Starting with the line that contains "Request = locate the bare dead", copy each line exactly through the end of the listing, and omit all pictures.

Items from a data source:
--- BEGIN ---

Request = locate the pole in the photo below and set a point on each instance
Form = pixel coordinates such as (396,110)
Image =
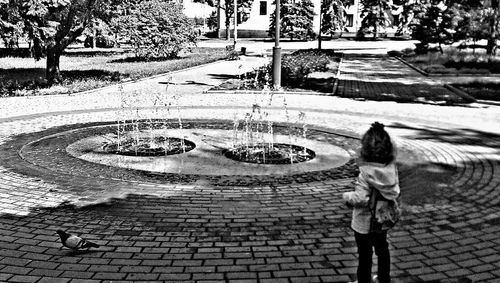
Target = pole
(277,49)
(235,23)
(319,32)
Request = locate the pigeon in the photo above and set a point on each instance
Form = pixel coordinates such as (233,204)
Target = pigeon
(74,242)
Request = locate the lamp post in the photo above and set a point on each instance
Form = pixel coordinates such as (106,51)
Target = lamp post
(235,22)
(277,49)
(320,22)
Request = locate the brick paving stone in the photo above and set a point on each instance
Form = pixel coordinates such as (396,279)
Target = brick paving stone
(298,231)
(24,278)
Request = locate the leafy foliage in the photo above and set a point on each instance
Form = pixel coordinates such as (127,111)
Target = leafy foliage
(296,20)
(376,16)
(436,23)
(155,28)
(50,25)
(332,16)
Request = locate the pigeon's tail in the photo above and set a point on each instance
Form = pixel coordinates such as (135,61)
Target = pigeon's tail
(88,245)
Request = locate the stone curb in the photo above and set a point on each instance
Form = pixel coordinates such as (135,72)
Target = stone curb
(460,93)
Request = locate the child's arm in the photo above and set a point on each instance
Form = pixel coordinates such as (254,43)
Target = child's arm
(361,194)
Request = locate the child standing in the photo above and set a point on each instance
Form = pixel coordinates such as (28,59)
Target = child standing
(378,171)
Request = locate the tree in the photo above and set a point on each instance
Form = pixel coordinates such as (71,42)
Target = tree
(436,23)
(296,20)
(155,28)
(494,27)
(11,25)
(405,14)
(375,16)
(244,7)
(50,26)
(332,16)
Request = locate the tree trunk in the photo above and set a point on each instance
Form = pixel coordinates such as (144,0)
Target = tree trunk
(52,73)
(492,41)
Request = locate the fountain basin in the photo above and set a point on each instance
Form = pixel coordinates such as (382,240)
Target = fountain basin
(208,158)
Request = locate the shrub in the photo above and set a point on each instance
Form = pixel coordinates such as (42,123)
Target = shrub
(156,29)
(296,68)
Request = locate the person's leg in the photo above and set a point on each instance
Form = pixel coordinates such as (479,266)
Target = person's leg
(365,253)
(383,257)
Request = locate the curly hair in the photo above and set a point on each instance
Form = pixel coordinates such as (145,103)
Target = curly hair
(376,145)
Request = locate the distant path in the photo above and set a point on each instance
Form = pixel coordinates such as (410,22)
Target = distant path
(385,78)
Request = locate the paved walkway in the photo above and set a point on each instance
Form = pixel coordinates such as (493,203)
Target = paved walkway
(298,231)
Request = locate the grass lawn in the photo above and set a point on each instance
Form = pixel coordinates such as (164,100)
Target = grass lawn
(454,62)
(85,69)
(481,90)
(301,71)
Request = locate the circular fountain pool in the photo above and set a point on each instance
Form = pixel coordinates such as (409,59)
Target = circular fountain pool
(84,149)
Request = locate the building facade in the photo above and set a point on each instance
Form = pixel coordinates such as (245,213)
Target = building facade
(259,18)
(257,24)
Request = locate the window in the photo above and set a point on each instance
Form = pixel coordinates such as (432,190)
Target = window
(263,7)
(349,19)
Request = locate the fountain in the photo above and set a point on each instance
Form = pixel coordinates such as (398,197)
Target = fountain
(150,140)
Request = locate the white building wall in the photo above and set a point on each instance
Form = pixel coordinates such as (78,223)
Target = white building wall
(197,10)
(258,25)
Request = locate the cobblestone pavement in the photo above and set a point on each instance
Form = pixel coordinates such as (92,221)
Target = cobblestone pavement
(278,232)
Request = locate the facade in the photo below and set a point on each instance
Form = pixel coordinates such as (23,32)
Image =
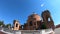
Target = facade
(34,22)
(17,25)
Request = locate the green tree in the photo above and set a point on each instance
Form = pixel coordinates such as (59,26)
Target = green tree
(43,26)
(8,25)
(2,23)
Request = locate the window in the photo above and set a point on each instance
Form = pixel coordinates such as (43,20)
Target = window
(30,23)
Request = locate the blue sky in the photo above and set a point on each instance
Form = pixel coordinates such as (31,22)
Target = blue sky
(21,9)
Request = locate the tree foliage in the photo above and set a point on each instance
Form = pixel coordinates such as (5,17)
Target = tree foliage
(43,26)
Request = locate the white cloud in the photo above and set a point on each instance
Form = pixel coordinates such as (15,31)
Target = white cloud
(42,5)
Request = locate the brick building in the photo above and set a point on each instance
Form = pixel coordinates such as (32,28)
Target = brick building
(35,21)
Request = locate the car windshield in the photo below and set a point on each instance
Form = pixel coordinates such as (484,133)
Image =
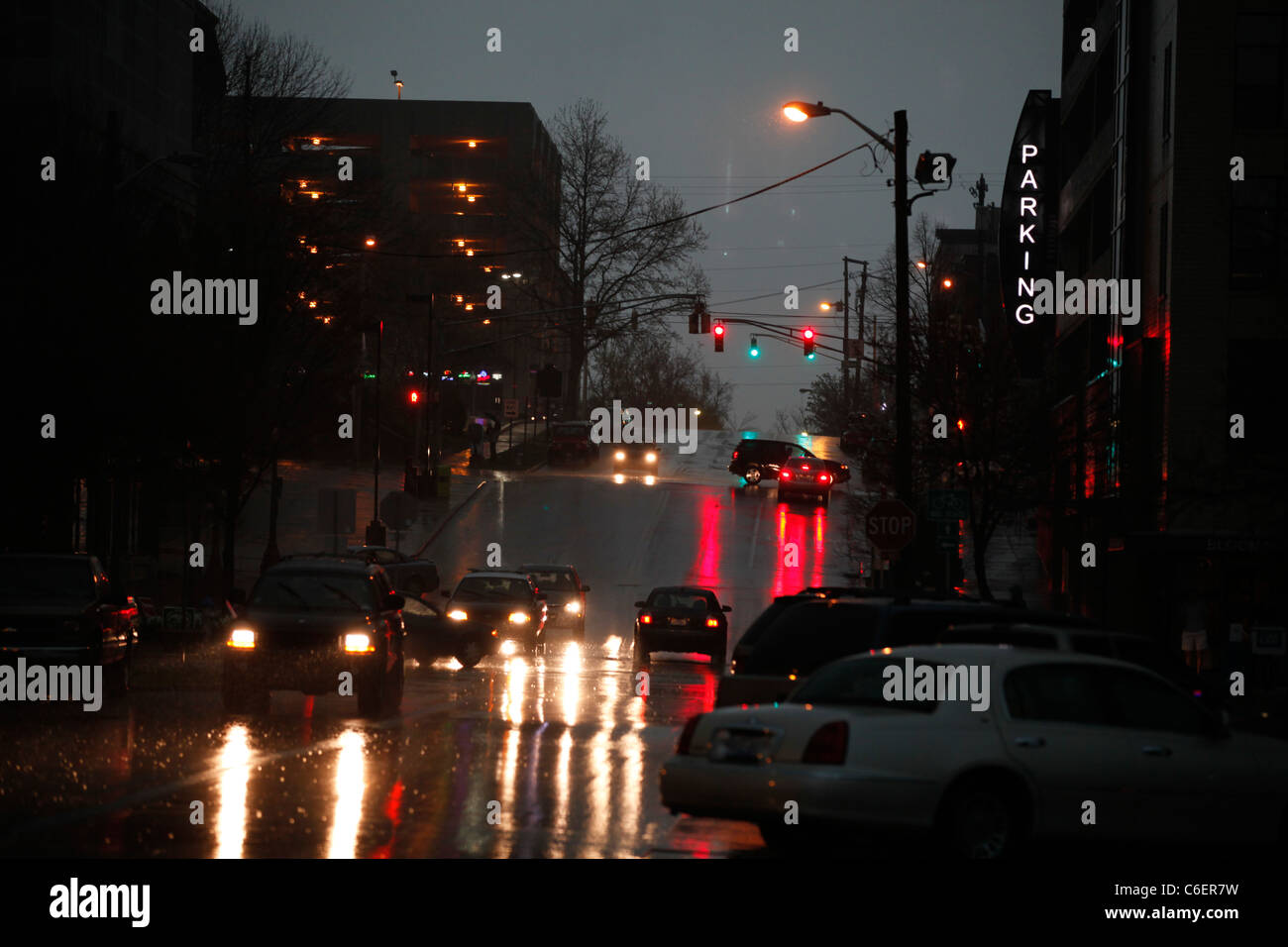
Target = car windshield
(321,590)
(490,589)
(55,579)
(557,581)
(862,684)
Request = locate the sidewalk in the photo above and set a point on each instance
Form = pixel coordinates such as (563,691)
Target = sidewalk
(299,528)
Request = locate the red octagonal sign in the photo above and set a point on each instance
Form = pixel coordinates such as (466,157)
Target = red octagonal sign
(892,525)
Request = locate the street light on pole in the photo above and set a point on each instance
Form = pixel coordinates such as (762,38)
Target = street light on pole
(800,111)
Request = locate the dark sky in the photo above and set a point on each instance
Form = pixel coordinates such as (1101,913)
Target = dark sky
(698,85)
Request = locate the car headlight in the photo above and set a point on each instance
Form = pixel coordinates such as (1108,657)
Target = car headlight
(359,643)
(241,638)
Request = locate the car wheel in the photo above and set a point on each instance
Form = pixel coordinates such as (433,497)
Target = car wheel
(372,694)
(471,655)
(980,819)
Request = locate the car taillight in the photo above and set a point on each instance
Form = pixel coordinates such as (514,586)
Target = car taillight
(682,745)
(827,745)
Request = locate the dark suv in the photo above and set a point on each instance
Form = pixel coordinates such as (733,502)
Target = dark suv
(308,620)
(62,609)
(571,444)
(756,459)
(774,656)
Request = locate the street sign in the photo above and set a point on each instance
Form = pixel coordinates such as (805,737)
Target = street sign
(890,525)
(948,504)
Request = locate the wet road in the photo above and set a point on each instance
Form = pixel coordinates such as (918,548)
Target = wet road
(548,757)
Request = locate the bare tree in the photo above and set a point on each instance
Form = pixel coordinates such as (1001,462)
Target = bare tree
(622,244)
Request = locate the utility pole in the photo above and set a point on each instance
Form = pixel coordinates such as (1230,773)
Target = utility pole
(845,339)
(903,331)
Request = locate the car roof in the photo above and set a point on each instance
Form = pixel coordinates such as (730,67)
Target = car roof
(322,564)
(496,574)
(1001,657)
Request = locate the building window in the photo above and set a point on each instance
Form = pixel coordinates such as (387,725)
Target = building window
(1167,93)
(1258,208)
(1260,73)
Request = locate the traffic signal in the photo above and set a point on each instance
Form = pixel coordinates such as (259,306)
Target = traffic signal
(934,167)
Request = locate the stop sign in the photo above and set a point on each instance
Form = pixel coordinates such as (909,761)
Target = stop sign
(892,525)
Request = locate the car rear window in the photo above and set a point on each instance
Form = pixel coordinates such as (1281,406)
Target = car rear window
(811,635)
(321,590)
(54,579)
(490,587)
(861,684)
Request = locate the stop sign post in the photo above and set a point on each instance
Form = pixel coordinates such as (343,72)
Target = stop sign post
(890,526)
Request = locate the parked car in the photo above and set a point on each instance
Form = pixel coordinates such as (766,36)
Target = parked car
(308,620)
(507,600)
(408,575)
(1060,728)
(756,459)
(566,596)
(682,618)
(62,609)
(571,444)
(812,631)
(430,634)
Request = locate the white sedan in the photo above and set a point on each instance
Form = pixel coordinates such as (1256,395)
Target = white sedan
(1037,744)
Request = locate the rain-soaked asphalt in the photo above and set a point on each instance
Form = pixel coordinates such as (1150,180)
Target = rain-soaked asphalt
(546,757)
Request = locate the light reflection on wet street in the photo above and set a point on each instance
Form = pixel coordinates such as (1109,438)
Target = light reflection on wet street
(554,755)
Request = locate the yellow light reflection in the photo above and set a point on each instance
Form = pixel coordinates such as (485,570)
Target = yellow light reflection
(351,784)
(231,821)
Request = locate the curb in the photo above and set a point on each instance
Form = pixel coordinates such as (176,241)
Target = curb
(449,518)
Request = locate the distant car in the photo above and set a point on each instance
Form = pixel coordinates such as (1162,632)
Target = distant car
(804,476)
(566,596)
(682,618)
(643,458)
(62,609)
(407,575)
(571,444)
(812,631)
(308,620)
(507,600)
(432,634)
(756,459)
(1059,728)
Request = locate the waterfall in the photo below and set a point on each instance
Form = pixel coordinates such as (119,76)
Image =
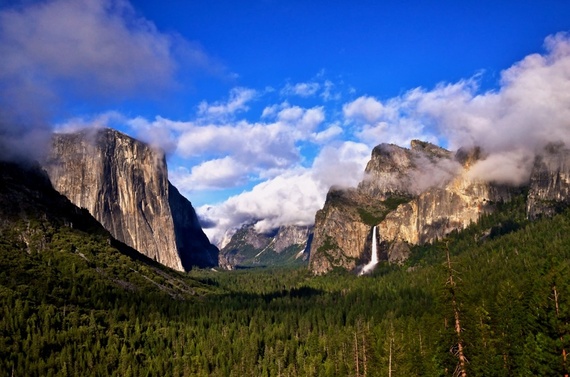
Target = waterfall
(374,257)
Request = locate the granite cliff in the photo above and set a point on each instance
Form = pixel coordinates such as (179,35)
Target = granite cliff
(124,184)
(417,195)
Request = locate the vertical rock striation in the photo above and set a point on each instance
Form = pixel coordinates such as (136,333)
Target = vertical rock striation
(124,184)
(549,189)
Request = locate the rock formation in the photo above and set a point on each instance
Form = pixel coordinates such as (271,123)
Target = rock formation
(413,195)
(549,189)
(284,246)
(124,184)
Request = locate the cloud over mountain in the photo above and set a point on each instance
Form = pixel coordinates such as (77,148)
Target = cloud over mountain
(91,50)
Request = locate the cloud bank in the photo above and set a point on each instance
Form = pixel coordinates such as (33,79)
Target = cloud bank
(529,108)
(91,50)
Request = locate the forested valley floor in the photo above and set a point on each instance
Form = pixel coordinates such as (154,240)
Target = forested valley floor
(71,304)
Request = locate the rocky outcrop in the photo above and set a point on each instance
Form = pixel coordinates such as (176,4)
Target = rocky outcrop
(394,176)
(437,212)
(286,245)
(124,184)
(549,189)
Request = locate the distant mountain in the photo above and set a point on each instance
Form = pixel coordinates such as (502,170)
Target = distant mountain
(53,251)
(124,184)
(418,195)
(285,246)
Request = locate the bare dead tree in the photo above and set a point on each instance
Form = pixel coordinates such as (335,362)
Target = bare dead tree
(461,368)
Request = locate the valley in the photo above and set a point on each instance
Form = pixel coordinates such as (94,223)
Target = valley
(75,304)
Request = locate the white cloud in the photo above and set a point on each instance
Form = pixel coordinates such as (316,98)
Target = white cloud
(99,45)
(57,51)
(530,109)
(239,97)
(292,197)
(210,175)
(366,108)
(304,89)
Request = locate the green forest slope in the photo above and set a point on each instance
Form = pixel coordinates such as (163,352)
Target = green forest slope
(74,303)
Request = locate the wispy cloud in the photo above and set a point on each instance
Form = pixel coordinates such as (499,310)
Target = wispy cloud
(239,97)
(303,89)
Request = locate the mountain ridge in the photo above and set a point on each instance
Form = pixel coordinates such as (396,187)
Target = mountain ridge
(419,195)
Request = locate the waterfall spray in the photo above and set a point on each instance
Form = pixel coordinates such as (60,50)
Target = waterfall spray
(374,255)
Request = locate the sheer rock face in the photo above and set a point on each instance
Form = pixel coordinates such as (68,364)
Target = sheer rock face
(437,212)
(413,195)
(247,247)
(124,184)
(549,189)
(340,235)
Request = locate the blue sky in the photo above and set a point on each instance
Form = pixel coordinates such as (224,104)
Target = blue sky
(262,105)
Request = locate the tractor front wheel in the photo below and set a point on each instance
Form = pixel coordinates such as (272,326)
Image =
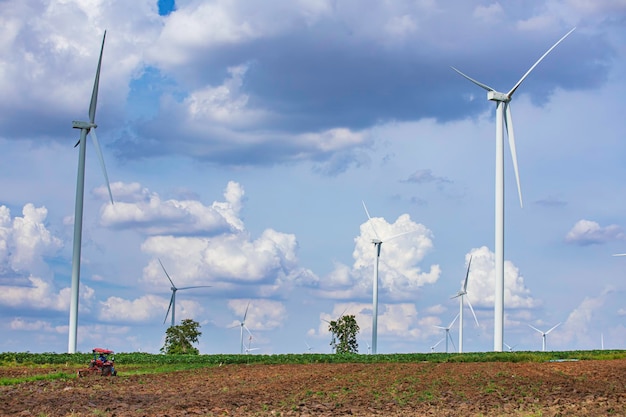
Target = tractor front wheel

--- END ---

• COMPLETED TASK
Request = locate the bare dead tree in the photo above and set a point on each instance
Form = pixel coordinates such as (335,362)
Target = bare dead tree
(461,368)
Request = locate the valley in the photo above and set a point on each instance
Form = pixel coordinates such as (94,223)
Target = valley
(75,304)
Request = locate the white cloud in the photo above and set a point on each instance
Form = pixel coordinates such as (316,98)
Target = white cloud
(99,45)
(57,51)
(530,109)
(239,97)
(292,197)
(210,175)
(366,108)
(304,89)
Request = locate the green forest slope in the photo above and set a point on each instance
Form = pixel coordinates such as (163,352)
Target = green forest slope
(74,303)
Request = locate the wispy cloud in the photo above and set a point on each instance
Form = pixel coordinates such as (499,310)
Target = wispy cloud
(239,97)
(303,89)
Request = locate the mountain ridge in the photo above and set a point on each instance
Form = pixel coordinates such as (396,187)
Target = mountain ridge
(419,195)
Request = locate the waterfall spray in the photo above and set a point on each instance
Form = pixel coordinates such as (60,50)
Target = waterfall spray
(374,255)
Request = locate the sheer rock face in the photo above and set a point on each instance
Form = pixel coordinates such as (68,364)
Target = sheer rock face
(437,212)
(413,195)
(247,247)
(124,184)
(549,189)
(340,235)
Request = locate the blue sky in the photo above and set a point on each instance
Form = pixel coordinates such as (224,104)
Target = blue sky
(262,105)
Request = locate the tractor front wheel in the photo below and set a point on each instance
Form = pixel coordinates such as (272,326)
Image =
Target = tractor front wheel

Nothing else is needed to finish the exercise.